=== Extrait fourni ===
La bataille de Cocherel suite 2/2

Relatons cette bataille qui eut lieu si prés de notre cité, et qui sera la première victoire Française de cette guerre de cent ans. C'est grace à Pierre Naudin écrivain et archiviste hors pair et aux actes du colloque international de Cocherel, sans oublier André Plaisse grand spécialiste de Charles II roi de Navarre, que je pense pouvoir me permettre de donner ma version de cet engagement.

Jean de Grailly se sachant maître du terrain prend calmement ses dispositions. Comme aux échecs, les pièces sont en place, Crécy: Edouard III contre Philippe VI de Valois, Poitiers: le prince Noir contre Jean II le Bon, une fois de plus les Anglais ont les blancs.
On peut considérer qu'ils ont deux coups d'avance, ils tiennent la position haute, disposent des meilleurs archers du monde, ceux sont eux qui sont les réels gagnants des deux premiers engagements. Pour Jean le raisonnement est simple, "vous m'avez fixé!, je ne peux plus empêcher le sacre de Charles V !,venez me chercher...!!







Le breton en son particulier prédicament, réfléchi, il sait que le temps joue contre lui, que le Captal doit recevoir un renfort d'environ 300 Lances ( 900 hommes). Sa position est défavorable, ses troupes ont le dos à la rivière, ce qui lui pose un problème de ravitaillement et qui lui interdit toute possibilité de repli rapide en cas de débordement. L'attente est longue, les armées se font face et dans le silence de cette riante campagne normande, on n'entend que le claquement des bannières et le hennissement des chevaux. Il fait très chaud en ce mois de mai 1364, les hommes ont faim, ils sont nerveux et les chevaux aussi.

Dugesclin envoi un messager vers les Anglais, pour lui faire savoir qu'il l'attend sur la plaine pour le combattre, il faut bien le dire le stratagème est grossier, même si Bertrand n'était pas à Poitiers, il devait être au courant des prouesses du Gascon et du rôle qu'il joua aux côtés du Prince Noir.


On ne sait si Jean goutta la plaisanterie ? il se contente de congédier le messager avec un refus courtois, bien décidé à maintenir sa position. Il n'est plus pressé désormais, il a des vivres, il tient la meilleure position, un chemin de repli sécurisé, il peut attendre ses renforts sereinement.








Au soir du 15 mai, nous en sommes là: le Gascon ne veut pas descendre et le Breton loin d'être un sot ne veut pas monter !! Ils ont tous les deux raison, si l'un monte il se fait hacher par les archers, si l'autre descend il perd le bénéfice de ses archers qui ne lui seront plus d'aucune utilité en plaine, ou ils seront laminés par des hommes d'armes couverts d'acier.

=== Données fournies ===
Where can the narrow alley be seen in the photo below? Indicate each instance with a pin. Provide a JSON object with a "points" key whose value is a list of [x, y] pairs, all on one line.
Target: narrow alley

=== Énoncé de l'exercice ===
Pour chaque affirmation, indiquez par oui ou par non si elle concorde avec l'extrait sur la bataille de Cocherel, et citez mot pour mot le passage qui tranche. (a) Le Captal attend un renfort d'environ 300 lances. (b) Les troupes du Breton ont la rivière devant elles. (c) Jean accepte de venir combattre dans la plaine.

=== Résultat attendu ===
(a) Oui : « le Captal doit recevoir un renfort d'environ 300 Lances »
(b) Non : « ses troupes ont le dos à la rivière »
(c) Non : « il se contente de congédier le messager avec un refus courtois, bien décidé à maintenir sa position »